_PROMPT_
Update the entries from the line containing "Objective: provide one point per instance of the broken" through the end of the entries, inclusive, by replacing every "instance" with "occurrence" and keeping everything else the same. Leave the pictures out of your answer.

_A block of data_
++++++++++++++++++++

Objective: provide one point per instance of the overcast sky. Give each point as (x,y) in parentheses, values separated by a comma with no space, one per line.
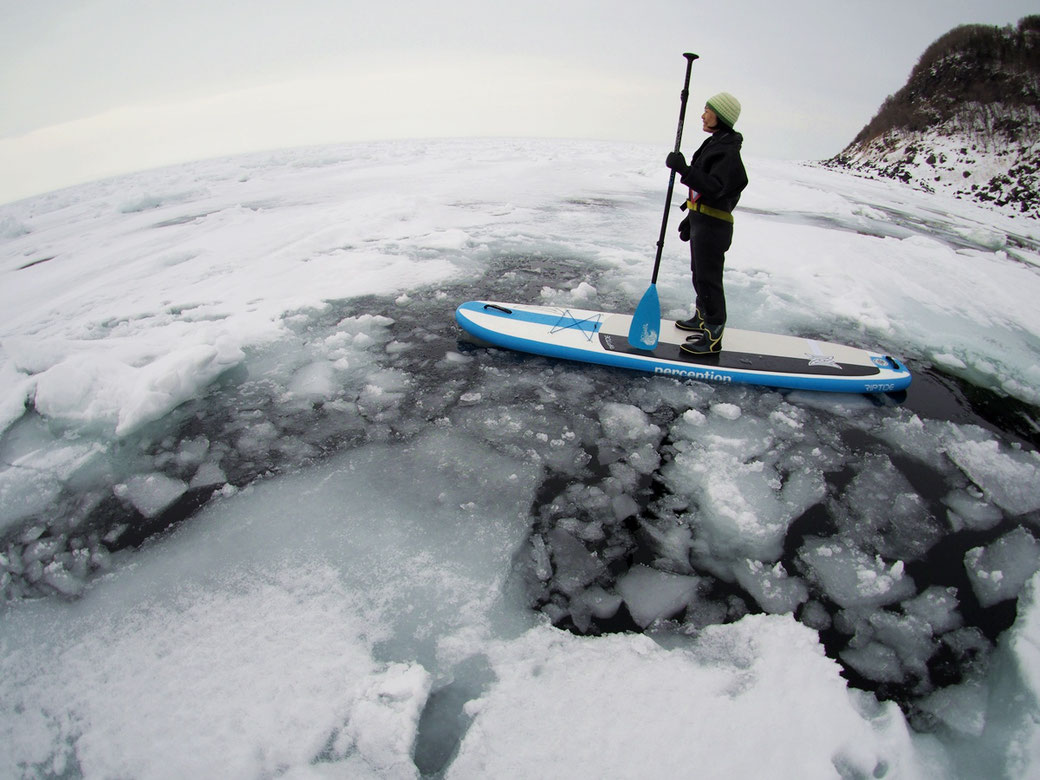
(95,87)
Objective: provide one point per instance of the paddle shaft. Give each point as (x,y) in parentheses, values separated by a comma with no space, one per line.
(671,179)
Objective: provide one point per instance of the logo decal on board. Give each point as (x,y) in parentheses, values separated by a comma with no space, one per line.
(822,360)
(587,326)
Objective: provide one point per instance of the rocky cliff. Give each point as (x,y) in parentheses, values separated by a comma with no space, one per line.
(967,122)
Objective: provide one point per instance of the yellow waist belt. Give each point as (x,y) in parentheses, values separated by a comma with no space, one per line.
(717,213)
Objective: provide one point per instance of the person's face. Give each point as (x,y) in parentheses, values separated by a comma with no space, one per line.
(710,120)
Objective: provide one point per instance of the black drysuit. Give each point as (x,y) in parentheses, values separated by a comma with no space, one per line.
(717,176)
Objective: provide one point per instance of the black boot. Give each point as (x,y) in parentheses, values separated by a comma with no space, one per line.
(705,341)
(696,322)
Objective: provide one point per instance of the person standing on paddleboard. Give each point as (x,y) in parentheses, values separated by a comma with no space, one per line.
(716,178)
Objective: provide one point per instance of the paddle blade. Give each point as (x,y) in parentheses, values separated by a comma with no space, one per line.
(645,330)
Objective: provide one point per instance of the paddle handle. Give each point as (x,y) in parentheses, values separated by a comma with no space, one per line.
(684,96)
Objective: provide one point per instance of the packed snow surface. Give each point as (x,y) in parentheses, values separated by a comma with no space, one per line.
(263,514)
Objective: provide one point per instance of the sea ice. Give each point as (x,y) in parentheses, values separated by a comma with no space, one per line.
(651,594)
(999,570)
(853,578)
(752,698)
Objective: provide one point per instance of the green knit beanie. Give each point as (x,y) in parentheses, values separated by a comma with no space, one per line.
(727,108)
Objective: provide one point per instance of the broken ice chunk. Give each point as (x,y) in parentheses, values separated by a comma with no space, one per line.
(575,566)
(997,572)
(773,589)
(651,594)
(876,661)
(851,577)
(1007,476)
(151,493)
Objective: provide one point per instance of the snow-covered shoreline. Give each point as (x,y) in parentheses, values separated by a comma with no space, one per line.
(271,334)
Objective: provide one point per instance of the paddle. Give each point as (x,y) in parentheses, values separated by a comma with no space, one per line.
(645,329)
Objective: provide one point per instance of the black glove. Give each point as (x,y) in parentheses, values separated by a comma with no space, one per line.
(677,162)
(684,229)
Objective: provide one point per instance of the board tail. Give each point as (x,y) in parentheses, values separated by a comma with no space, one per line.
(645,330)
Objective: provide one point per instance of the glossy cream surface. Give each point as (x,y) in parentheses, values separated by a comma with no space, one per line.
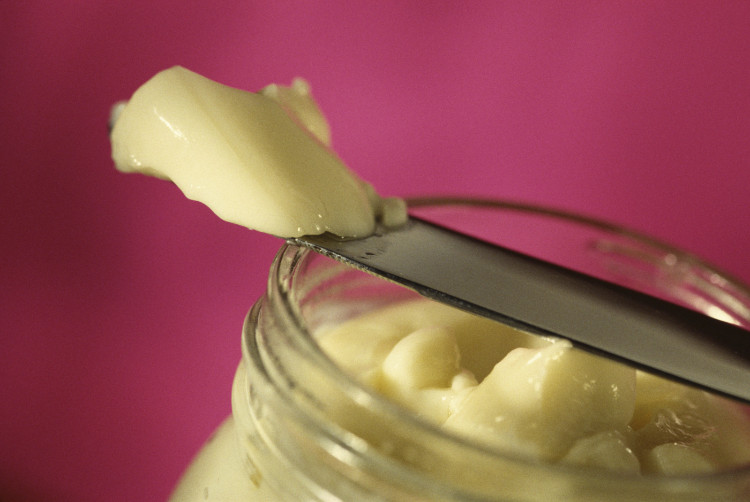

++++++++++++++++++++

_RESPONSE_
Objective: provide one point per occurrence of the broken ice chunk. Give each point as (x,y) in parentheses, values separated by a comma with no space, one per line.
(575,566)
(997,572)
(773,589)
(651,594)
(876,661)
(851,577)
(1007,476)
(151,493)
Objective: provide one point per occurrence of the snow-covered shoreline. Give each point as (x,y) in parentheses, values separated by a comma with no space, one per line.
(271,334)
Objective: provide one point per occurrence of the paddle. Give each point as (x,y) in parentheses, values separated by a comma with no space, one per line.
(645,329)
Objective: provide one point per occurrence of the black glove. Give each point as (x,y) in parentheses, values separated by a comma with no space, one per line.
(677,162)
(684,229)
Objective: provide one point per occurrence of the board tail. Give each point as (x,y) in parentheses, values separated by a comma with no space, one per line.
(645,330)
Objective: provide one point per occurrence of the glossy cream surface. Give each point as (x,y) in parentheses, values separated by a comma with no space, one per line.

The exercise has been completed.